Short task A: Summarize the cable-insertion dataset description in two sentences.
Short task B: Pick up the cable-insertion dataset description after its last sentence and keep writing it.

Datasets:

DWLKB
/

aic-cheatcode-v3

LeRobot-compatible dataset of expert-teacher cable-insertion trajectories, collected inside the AI for Industry Challenge (AIC) Gazebo simulation with ground_truth:=true so every port/plug/TCP pose is logged exactly. The teacher is the reference CheatCode policy (aic_example_policies.ros.CheatCode).

What is in it

N episodes — one per trial. Each episode is a full approach + insertion attempt (truncated just after the closest approach, so the steady-state post-insertion hold is mostly absent).
Two trial types, interleaved by episode index:
- sfp — SFP module → SFP port on a NIC card
- sc — SC plug → SC optical port
Three wrist-mounted cameras at 1152×1024 RGB, 20 Hz, H.264 CRF 23 (mp4).
Full per-frame ground-truth labels for the target port's 6D pose and 9 cuboid keypoints, plus the plug, the TCP and the task board.

Successes and partial / failed trials are saved the same way; the distinction lives in meta/episodes.jsonl (success_tier3).

Items from a data source:
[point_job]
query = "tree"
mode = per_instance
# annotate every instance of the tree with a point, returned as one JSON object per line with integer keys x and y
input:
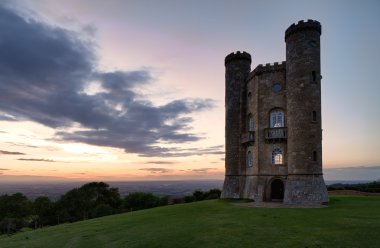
{"x": 44, "y": 210}
{"x": 81, "y": 203}
{"x": 140, "y": 200}
{"x": 14, "y": 211}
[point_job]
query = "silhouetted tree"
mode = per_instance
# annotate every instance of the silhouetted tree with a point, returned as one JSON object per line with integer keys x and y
{"x": 14, "y": 212}
{"x": 140, "y": 200}
{"x": 44, "y": 210}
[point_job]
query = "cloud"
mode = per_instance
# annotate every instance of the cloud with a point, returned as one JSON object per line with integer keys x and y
{"x": 37, "y": 160}
{"x": 156, "y": 170}
{"x": 159, "y": 162}
{"x": 353, "y": 173}
{"x": 45, "y": 73}
{"x": 203, "y": 170}
{"x": 11, "y": 153}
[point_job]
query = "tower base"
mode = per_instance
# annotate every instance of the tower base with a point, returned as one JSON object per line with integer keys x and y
{"x": 305, "y": 190}
{"x": 231, "y": 187}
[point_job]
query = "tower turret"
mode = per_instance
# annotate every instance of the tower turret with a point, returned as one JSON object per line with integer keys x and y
{"x": 238, "y": 67}
{"x": 303, "y": 76}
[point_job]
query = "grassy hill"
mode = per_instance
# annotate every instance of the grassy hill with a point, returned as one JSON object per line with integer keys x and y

Written response A: The dataset is a LeRobot-compatible collection of cable-insertion trajectories from an expert teacher, the reference CheatCode policy, recorded in the AI for Industry Challenge Gazebo simulation with every port, plug, and TCP pose logged exactly. It holds one episode per trial across interleaved SFP and SC trial types, with three wrist-mounted camera streams and full per-frame ground-truth labels, and it saves successful and failed trials the same way, recording the distinction in meta/episodes.jsonl.

Written response B:
Layout

<dataset_root>/
├── README.md                                          # this file
├── meta/
│   ├── info.json                                      # dataset schema + fps
│   ├── episodes.jsonl                                 # one row per episode
│   ├── tasks.jsonl                                    # task type dictionary
│   └── validator_report.json                          # (optional) sanity audit
├── data/chunk-000/
│   └── episode_XXXXXX.parquet                         # 20 Hz time series
├── videos/chunk-000/
│   ├── observation.images.left/episode_XXXXXX.mp4
│   ├── observation.images.center/episode_XXXXXX.mp4
│   └── observation.images.right/episode_XXXXXX.mp4
└── assets_snapshot/
    ├── camera_info.json                               # K, D, size, cam←tcp static
    ├── keypoints_sfp.json                             # port frame 9-keypoint spec
    └── keypoints_sc.json

Parquet schema (per frame)

Indexing

column	type	meaning
`timestamp`	float	seconds since the first frame of this episode (wall clock)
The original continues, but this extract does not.